Problem set —
1. Decide whether each statement agrees with the essay on wedding season, answering yes or no and quoting the words of the text that decide it. (a) The wedding season begins in May. (b) The women at the Brides Book are described as unhelpful. (c) The writer went to counseling.
2. Pick up the essay on wedding season after its final sentence and continue it in the same voice.

Document segment —
————————
For May is here, the nights are shorter, the days sunnier, and thus the wedding season is beginning, with mothers-of-brides, chief bridesmaids, best men, page boys and of course those happy couples in their thousands thronging the land in mad preparation for the matrimonial celebration. Without so much as an announced bann, sensible and sophisticated women all over the country will get sweaty palms as they open their copy of Brides magazine, breathlessly choose the flower arrangements for the Top Table, or ring the Bride's Book at Peter Jones. The women on the other end of the line at the Brides Book are so helpful, ever so forthcoming with bright ideas about what you should choose on your wedding list. It's just as well. For as sure as confetti is confetti, people simply lose their minds in the wedding season.

It happened to me. Don't ask how, but as soon as my husband popped the question, all my nicely educated concerns about subscribing to the Spectator or what I should go and see at the National Theatre were instantly replaced by panic attacks of what colour my shoes should be. Ivory or cream? Dress: full or straight? Headwear: hat or veil? Service: trad or wacky? Bridesmaids: at all? I entered a lengthy phase of desperately wanting to talk about it, which was basically all the time. I should have gone for counselling. Instead, I used my everyday life. Dinner parties, office meetings, interviews; please can we talk about my wedding? But I didn't want to talk to any normal people, oh no. My social circle was drastically altered, since I only wanted to talk to people who would talk to me about The Big Day, which basically was either (a) past brides (b) wannabe brides or (c) people who tried to sell me things connected with TBD.
————————
Records —
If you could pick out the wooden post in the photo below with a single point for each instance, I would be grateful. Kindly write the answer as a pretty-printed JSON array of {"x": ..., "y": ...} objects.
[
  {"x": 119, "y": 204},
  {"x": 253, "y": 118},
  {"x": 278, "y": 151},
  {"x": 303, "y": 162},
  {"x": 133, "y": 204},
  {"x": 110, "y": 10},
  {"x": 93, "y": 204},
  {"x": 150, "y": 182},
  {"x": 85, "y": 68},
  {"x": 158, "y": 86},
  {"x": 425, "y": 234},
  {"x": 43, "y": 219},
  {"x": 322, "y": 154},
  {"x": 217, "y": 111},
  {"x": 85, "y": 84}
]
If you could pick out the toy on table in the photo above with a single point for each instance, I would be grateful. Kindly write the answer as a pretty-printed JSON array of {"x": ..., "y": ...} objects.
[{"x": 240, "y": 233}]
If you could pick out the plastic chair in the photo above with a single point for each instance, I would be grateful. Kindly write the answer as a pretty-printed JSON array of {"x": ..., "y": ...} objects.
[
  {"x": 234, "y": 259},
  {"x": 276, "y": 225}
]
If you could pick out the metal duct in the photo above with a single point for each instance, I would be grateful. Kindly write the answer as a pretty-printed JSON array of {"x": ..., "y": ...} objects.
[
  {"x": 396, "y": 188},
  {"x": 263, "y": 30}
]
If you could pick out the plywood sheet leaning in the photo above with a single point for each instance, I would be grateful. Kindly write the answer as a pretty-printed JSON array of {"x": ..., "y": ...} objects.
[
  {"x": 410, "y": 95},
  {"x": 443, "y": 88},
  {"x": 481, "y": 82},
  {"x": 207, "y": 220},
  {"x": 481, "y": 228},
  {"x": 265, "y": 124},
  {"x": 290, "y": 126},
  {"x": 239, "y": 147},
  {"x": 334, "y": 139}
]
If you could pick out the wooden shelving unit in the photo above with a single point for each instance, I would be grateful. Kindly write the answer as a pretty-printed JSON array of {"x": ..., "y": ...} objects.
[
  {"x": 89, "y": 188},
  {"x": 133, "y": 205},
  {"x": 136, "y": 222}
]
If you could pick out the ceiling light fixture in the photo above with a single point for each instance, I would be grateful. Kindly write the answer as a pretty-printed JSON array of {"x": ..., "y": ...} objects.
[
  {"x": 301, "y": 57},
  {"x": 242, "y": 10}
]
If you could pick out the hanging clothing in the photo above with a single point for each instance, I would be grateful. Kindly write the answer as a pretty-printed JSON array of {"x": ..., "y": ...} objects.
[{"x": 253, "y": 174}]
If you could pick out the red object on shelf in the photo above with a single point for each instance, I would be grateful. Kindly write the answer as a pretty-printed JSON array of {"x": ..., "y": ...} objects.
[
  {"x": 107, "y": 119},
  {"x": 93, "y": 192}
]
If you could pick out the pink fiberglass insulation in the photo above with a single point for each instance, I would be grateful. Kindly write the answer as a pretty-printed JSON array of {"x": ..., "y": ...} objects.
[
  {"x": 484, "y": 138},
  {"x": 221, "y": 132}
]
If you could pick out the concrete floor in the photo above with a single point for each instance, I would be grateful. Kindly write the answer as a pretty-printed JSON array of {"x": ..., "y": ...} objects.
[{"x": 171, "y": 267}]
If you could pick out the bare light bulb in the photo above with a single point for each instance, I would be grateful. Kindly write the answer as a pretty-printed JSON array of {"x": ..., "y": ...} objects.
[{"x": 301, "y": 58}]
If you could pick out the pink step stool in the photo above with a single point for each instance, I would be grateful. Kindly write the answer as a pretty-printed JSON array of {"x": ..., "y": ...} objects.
————————
Set of answers —
1.
(a) Yes: "For May is here, the nights are shorter, the days sunnier, and thus the wedding season is beginning"
(b) No: "The women on the other end of the line at the Brides Book are so helpful"
(c) No: "I should have gone for counselling. Instead, I used my everyday life."

2.
For the other thing is that as soon as your betrothal is announced, you are inundated with tacky letters offering you everything from silk floral buttonholes to sepia-tinted photographs and helicopter rides away from the back garden. All of which you take seriously. Hand-outs and unsolicited mail, the type of which you wouldn't normally give a second's thought, are perused, discussed with your parents and filed away in an important- looking file marked MY WEDDING. You start flicking urgently through Hello! in order to see how other brides did it. Turn up on a horse? Why not. Trudi Styler did. Disappear in a balloon? What a fab idea. My mates Gavin and Caroline did, even though there was no wind. It's your wedding and you should be allowed to do anything you want, even though you may look barmy in the execution of your dream.

Because, as the advertisers kindly remind you, it is Your Day. And you simply have to have everything possible, because Your Day will not happen again. And so you are fooled into ordering mindless details such as small net bags of almonds for each guest to take away from the wedding, even though 60 per cent of the guests will hate them and the other 40 per cent lose them. You are beguiled into having menu sheets and such like around the marquee, although everyone knows they will be eating cold salmon and there is no choice anyway. You will bully your parents to arrange the back lawn with all sorts of unnecessary fiddle-faddle, like Portaloos and wheelie bins; and you will force them to pay for a wind band, even though no one notices it.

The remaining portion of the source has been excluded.